* **TASK INSTRUCTIONS**
Reproduce exactly the final portion of the data: every line from the one containing "Can you find the plaid" through the last line, inclusive.

* **TASK MATERIAL**
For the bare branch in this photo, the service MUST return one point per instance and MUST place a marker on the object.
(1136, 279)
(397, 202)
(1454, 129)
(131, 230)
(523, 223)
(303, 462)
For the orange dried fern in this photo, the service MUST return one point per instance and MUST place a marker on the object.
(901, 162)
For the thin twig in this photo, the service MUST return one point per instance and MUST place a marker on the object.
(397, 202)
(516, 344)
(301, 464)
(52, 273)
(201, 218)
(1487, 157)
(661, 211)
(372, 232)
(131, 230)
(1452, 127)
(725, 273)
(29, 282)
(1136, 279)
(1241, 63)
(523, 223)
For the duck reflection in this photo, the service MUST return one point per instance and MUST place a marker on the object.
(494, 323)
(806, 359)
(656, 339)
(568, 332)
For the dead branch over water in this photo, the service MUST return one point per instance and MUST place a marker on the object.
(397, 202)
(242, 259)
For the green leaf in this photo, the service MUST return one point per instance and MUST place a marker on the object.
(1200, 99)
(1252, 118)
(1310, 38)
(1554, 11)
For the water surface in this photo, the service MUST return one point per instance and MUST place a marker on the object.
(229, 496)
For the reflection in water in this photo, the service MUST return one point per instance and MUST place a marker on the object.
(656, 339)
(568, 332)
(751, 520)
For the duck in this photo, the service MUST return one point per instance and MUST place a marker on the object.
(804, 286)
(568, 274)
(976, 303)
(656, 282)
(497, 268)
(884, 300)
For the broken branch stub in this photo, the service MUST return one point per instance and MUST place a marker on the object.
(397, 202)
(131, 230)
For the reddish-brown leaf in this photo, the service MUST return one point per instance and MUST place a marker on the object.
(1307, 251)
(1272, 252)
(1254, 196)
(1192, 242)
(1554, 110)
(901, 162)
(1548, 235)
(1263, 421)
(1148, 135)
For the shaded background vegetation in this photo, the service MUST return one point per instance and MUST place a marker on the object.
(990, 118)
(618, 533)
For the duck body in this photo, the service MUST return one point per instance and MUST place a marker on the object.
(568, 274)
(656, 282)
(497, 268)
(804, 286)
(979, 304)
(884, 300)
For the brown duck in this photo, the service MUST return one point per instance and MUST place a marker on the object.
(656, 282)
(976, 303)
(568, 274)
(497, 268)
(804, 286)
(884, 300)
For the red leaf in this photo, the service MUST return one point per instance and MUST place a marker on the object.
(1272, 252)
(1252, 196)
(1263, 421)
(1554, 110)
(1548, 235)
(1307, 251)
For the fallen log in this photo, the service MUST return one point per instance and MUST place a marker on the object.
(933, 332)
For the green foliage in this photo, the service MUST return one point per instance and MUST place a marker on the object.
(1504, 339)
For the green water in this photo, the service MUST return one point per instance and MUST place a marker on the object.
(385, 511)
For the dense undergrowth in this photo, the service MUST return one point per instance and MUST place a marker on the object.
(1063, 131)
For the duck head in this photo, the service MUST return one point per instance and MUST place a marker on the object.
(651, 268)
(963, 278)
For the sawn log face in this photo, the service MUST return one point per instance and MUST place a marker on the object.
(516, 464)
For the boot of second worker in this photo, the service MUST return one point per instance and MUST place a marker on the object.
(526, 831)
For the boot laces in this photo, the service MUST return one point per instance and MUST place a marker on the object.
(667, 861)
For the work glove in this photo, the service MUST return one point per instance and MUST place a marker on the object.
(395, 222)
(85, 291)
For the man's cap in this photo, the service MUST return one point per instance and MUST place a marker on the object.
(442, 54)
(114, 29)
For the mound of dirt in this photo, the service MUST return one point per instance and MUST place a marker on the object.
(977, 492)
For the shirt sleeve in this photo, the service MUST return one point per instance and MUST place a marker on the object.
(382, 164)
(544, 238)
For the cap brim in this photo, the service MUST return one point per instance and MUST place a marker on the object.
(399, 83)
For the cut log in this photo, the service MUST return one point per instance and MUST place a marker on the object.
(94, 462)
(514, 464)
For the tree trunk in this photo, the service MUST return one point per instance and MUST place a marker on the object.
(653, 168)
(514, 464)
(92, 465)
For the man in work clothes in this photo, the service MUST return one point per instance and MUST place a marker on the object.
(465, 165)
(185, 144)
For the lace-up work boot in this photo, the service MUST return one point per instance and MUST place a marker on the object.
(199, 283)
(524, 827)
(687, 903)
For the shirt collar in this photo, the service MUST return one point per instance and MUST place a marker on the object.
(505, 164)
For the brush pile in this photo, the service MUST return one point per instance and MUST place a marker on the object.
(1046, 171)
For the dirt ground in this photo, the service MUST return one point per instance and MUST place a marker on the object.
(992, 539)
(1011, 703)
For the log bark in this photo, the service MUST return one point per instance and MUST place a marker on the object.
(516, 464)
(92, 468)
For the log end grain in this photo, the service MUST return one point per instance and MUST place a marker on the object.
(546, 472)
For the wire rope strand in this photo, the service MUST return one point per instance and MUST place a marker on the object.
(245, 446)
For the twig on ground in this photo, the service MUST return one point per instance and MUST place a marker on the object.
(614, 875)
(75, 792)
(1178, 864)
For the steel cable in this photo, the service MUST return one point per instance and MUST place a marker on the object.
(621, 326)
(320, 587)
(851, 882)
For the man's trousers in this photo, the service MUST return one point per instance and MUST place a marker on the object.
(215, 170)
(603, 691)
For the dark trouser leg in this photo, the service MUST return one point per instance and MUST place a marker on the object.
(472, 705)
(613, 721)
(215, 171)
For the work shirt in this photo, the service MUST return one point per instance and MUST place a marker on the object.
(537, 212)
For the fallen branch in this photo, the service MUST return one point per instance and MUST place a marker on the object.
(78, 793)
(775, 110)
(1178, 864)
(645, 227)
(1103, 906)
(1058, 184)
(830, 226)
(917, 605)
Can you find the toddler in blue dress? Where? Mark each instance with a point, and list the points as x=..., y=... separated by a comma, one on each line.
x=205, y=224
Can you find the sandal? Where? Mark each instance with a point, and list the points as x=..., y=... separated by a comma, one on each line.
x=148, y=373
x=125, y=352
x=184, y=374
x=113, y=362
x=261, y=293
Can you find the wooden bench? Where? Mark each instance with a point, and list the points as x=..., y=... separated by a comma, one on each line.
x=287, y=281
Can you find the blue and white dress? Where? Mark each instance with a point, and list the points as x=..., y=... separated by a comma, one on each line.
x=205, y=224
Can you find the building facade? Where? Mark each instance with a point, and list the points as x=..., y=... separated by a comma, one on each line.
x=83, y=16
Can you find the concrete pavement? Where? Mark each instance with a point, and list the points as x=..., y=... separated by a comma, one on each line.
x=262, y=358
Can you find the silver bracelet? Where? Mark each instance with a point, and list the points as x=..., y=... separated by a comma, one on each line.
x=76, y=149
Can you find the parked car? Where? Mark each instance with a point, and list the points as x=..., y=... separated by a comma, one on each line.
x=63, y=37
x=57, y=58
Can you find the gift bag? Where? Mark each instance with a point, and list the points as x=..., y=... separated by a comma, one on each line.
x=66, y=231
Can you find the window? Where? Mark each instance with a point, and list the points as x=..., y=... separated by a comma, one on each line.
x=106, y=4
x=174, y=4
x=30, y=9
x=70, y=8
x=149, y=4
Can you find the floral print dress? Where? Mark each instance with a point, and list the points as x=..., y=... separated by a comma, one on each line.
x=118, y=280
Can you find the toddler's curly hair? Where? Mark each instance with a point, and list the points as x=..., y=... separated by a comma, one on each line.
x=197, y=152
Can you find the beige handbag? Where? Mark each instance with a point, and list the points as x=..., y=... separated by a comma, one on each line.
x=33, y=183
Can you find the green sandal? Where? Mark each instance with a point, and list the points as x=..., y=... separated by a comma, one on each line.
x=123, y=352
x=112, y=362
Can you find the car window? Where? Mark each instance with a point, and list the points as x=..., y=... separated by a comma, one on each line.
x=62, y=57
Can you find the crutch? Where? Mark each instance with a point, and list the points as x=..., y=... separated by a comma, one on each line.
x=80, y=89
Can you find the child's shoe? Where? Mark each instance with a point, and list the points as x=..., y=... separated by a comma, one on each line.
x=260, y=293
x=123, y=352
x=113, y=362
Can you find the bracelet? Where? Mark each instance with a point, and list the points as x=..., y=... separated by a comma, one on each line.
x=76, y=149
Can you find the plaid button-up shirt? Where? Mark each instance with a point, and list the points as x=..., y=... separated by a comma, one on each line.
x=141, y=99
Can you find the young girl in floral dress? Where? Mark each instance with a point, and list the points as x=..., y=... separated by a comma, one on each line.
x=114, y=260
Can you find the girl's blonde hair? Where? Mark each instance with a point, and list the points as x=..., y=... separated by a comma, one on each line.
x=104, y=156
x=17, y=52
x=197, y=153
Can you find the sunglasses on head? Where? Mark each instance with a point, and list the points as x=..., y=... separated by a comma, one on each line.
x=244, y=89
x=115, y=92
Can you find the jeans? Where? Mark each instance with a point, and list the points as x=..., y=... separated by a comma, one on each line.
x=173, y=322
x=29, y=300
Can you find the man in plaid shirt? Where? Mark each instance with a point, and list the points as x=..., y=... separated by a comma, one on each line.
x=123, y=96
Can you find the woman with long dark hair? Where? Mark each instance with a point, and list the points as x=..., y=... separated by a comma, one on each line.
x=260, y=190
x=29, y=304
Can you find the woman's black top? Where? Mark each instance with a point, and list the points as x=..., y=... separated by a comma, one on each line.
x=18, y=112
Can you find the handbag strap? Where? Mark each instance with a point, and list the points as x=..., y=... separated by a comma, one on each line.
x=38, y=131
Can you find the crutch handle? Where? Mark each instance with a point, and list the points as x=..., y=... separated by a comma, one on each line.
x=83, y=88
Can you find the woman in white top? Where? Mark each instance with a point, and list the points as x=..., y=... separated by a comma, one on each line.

* **EXERCISE RESULT**
Can you find the plaid button-up shirt? Where? Mark each instance with a point, and list the points as x=..., y=... separated by a comma, one on each line.
x=141, y=99
Can you find the young girl in floral dress? Where? Mark each instance with a point, and list the points as x=..., y=... separated by a comma, one on each line.
x=114, y=260
Can you find the girl's blonde hair? Where? Mark each instance with a point, and list the points as x=..., y=... separated by a comma, one on each line.
x=104, y=156
x=17, y=52
x=197, y=153
Can you find the sunglasses on head? Where? Mark each instance with a point, and list the points as x=..., y=... separated by a comma, one on each line.
x=244, y=89
x=115, y=92
Can you find the jeans? Where? Mark each instance with a point, and list the points as x=..., y=... separated by a comma, one on each line.
x=173, y=322
x=29, y=300
Can you find the man in plaid shirt? Where? Mark each instance with a point, and list the points as x=..., y=... separated by a comma, one on each line.
x=123, y=96
Can you find the woman with long dark hair? Where? Mark each instance with a point, and list the points as x=..., y=... separated by a comma, one on each line.
x=260, y=190
x=29, y=304
Can you find the woman's black top? Where? Mark each instance with a point, and list the points as x=..., y=... separated by a comma, one on each line.
x=18, y=112
Can you find the handbag strap? Where? Mark each instance with a point, and list the points as x=..., y=... separated by a comma, one on each line.
x=38, y=131
Can you find the crutch handle? Where? Mark each instance with a point, and list the points as x=..., y=... separated by a comma, one on each line.
x=83, y=88
Can you find the woman in white top? Where? Mark each instance with a point, and list the points as x=..., y=... separated by a comma, one on each line.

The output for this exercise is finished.